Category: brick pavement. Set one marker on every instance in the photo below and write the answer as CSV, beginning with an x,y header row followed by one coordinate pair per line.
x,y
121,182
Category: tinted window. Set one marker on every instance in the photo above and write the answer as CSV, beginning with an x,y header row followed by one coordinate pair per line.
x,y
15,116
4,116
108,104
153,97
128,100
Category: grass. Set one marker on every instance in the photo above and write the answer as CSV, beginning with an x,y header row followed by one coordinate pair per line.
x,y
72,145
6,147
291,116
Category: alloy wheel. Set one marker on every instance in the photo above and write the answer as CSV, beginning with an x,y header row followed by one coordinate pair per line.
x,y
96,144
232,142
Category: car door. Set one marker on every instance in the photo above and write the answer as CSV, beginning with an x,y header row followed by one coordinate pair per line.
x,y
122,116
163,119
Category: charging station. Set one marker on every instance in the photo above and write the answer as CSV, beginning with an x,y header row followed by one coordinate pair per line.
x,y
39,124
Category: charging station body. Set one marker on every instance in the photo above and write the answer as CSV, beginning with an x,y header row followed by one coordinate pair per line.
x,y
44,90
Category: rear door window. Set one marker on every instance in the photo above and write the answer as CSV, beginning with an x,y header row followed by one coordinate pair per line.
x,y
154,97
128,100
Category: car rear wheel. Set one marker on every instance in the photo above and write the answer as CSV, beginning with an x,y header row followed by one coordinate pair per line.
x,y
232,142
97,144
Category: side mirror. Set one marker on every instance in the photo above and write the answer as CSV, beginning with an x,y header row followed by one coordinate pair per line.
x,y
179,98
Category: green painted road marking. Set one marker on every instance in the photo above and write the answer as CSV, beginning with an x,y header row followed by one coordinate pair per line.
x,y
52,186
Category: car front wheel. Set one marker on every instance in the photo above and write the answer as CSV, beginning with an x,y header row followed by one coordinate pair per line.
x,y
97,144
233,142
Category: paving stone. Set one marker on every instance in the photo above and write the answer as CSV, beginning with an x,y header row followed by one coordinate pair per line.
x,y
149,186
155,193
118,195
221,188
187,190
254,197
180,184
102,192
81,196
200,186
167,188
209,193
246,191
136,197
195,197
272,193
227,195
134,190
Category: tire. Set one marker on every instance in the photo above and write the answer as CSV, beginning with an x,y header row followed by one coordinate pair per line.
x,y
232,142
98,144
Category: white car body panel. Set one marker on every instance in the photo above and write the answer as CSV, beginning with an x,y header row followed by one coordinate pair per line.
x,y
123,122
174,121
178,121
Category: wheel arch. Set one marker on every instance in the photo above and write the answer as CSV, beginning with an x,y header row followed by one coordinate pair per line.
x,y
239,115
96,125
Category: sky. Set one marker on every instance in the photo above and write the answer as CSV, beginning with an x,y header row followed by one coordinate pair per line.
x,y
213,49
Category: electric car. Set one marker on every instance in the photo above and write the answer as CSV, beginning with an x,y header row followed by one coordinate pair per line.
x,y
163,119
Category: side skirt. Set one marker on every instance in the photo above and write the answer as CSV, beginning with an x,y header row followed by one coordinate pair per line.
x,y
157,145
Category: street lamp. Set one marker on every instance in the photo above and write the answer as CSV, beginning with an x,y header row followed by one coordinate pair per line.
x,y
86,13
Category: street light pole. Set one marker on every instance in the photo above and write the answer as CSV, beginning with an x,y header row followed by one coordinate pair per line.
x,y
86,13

************

Task details: Nothing should be changed: write out all of the data as is.

Answer below:
Category: brick pavement. Set one marker on every instance in the photo below and write the answer as CSV, beginning with an x,y header row followed by one coordinate pair per line.
x,y
121,182
Category: tinted window. Set one marker on every instance in the photo above and write the answer as CSV, beginning with an x,y header row followed by one coordinate pair per line.
x,y
15,116
4,116
108,104
153,97
128,100
Category: grass. Set one marker on every instance in the photo above and write the answer as CSV, beginning with an x,y header row followed by one coordinate pair per line.
x,y
72,145
6,147
291,116
Category: alloy wheel. Set one marker on every instance in the photo above and write the answer as CSV, beginning with an x,y header row followed by one coordinate pair per line.
x,y
96,144
232,142
Category: car door. Set one marker on every instance in the photo above and write the answer as CSV, beginning with an x,y header row followed by one coordinate pair per line.
x,y
122,116
163,119
Category: charging station. Set one marker on every instance in the photo above and write the answer as CSV, beginning with an x,y header row followed by one coordinate pair per line.
x,y
39,124
Category: charging station body. Set one marker on every instance in the photo above and write the answer as CSV, beginning with an x,y header row followed by one coordinate pair per line.
x,y
44,90
Category: rear door window. Set one marker on every instance in the photo above and write the answer as CSV, beginning with an x,y header row followed by one coordinate pair per line.
x,y
154,97
128,100
Category: car rear wheel. Set one marker on every instance in the photo above and write the answer as CSV, beginning with an x,y header row followed by one coordinate pair per line.
x,y
232,142
97,144
Category: side mirror. Set one marker on every instance in the photo above and write the answer as CSV, beginning with an x,y header row followed by one coordinate pair per line.
x,y
179,98
Category: green painted road marking. Set one marker on every instance in the photo above and write the answer as CSV, beginning with an x,y header row followed by one coordinate pair per line.
x,y
52,186
Category: car front wheel. Set one marker on every instance in the photo above and write the answer as CSV, beginning with an x,y header row followed by one coordinate pair per line.
x,y
97,144
233,142
Category: paving stone. Set one marker on every instance in the photo above and write the answer as CSV, beginning with an x,y header row followed by one coordinate pair per line.
x,y
149,186
155,193
118,195
221,188
187,190
254,197
180,184
102,192
81,196
200,186
167,188
209,193
246,191
136,197
195,197
272,193
227,195
134,190
Category: tire. Set one marker on every instance in the photo above and write the answer as CSV, beginning with an x,y header row followed by one coordinate pair per line.
x,y
232,142
98,144
Category: white car body panel. Set one marker on every instance in the photo above and write the answer as CSV, beginning with an x,y header row followed by one coordinate pair per line.
x,y
123,122
174,121
178,121
Category: wheel arch. Set one marker on every instance in the photo above and write the answer as CSV, beginning with an x,y header row followed by one coordinate pair per line.
x,y
239,115
96,125
Category: sky. Set one marker on every instance in the photo above and write the answer as CSV, beginning with an x,y header row followed by one coordinate pair per line.
x,y
213,49
Category: electric car. Set one marker on every instance in the photo above and write the answer as CSV, beginning with an x,y header row followed by one coordinate pair per line.
x,y
163,119
Category: side skirt. Set one marker on every instance in the photo above and write the answer as CSV, beginning with an x,y header row followed by one coordinate pair per line.
x,y
157,145
Category: street lamp. Set one marker on every instance in the photo above and write the answer as CSV, beginning with an x,y header row followed by one coordinate pair per line.
x,y
86,13
Category: street light pole. Set one marker on every instance in the photo above and write the answer as CSV, beginning with an x,y header row followed by one coordinate pair per line.
x,y
86,13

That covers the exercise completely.